Supplied data:
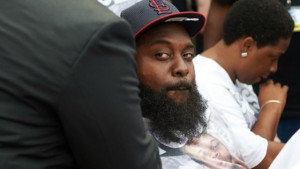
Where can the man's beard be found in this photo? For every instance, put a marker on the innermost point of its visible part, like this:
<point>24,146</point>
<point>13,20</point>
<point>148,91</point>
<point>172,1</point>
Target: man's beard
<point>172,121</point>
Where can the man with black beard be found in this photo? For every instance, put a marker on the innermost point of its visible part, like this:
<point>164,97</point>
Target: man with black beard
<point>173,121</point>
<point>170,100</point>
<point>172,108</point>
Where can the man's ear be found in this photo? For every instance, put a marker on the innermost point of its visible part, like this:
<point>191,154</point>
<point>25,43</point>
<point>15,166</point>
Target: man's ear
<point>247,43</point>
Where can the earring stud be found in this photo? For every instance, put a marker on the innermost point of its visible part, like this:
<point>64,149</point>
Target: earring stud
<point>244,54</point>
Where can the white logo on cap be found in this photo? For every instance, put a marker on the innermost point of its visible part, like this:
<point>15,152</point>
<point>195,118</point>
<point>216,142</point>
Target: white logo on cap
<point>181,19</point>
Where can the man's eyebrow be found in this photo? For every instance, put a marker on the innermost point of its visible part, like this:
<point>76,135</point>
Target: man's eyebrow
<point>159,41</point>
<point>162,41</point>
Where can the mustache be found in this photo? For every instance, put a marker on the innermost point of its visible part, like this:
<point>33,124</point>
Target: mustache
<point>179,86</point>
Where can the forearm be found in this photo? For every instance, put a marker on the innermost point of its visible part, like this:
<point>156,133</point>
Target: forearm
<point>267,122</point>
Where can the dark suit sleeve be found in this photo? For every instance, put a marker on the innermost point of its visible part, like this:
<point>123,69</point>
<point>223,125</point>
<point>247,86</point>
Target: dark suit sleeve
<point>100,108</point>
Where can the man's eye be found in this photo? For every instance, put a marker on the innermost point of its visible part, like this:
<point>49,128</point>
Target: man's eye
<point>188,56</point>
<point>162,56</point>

Stated goal: Repeat all of the rows above word for word, leaving out the pictures.

Answer to this task:
Where can the man's beard be found in this photo? For every instance, put a marker on the innermost point of its visible part, like this:
<point>24,146</point>
<point>13,20</point>
<point>148,91</point>
<point>172,1</point>
Target: man's beard
<point>172,121</point>
Where can the man with black beard be found in this photo? For every instance, put a marker on the innermost point of its visible part, like this:
<point>164,97</point>
Target: man with black beard
<point>173,121</point>
<point>170,100</point>
<point>172,108</point>
Where can the man's ear be found in this photo? For every instance, put a marker on the innermost point of its visible part, like this:
<point>191,154</point>
<point>25,43</point>
<point>15,166</point>
Target: man's ear
<point>247,43</point>
Where can the earring stud be found in this photo? For every instance, put a marker on the innermost point of its visible part, like this:
<point>64,149</point>
Target: earring stud
<point>244,54</point>
Where can the white logo on cap be found in this photo? For every instance, put a marker on the innermost point of its visible part, like this:
<point>15,152</point>
<point>195,118</point>
<point>216,142</point>
Target: white logo on cap
<point>181,19</point>
Where can the man's eyebrow be found in this photo? For every instance, put a marker on the innermost point of its visible part, like this:
<point>76,135</point>
Target: man's eyebrow
<point>159,41</point>
<point>162,41</point>
Where can the mustache be found in this photo? For every instance, put a marker on the innermost point of its visible part, like this:
<point>33,124</point>
Target: mustache
<point>179,86</point>
Where can the forearm be found in this photo? For every instance, put a marker on the innermost point of its visible part, like this:
<point>156,133</point>
Target: forearm
<point>267,122</point>
Where can the dark suit sleeve be found in this photo? For every instance, put a marker on the innermost point of its visible part, like this:
<point>123,69</point>
<point>223,125</point>
<point>247,86</point>
Target: dark suit sleeve
<point>100,108</point>
Where can the man's eye be found in this photo? For every instance, put a marker on the innermost point of its visible part, like this:
<point>49,128</point>
Target: man's eye
<point>188,56</point>
<point>162,56</point>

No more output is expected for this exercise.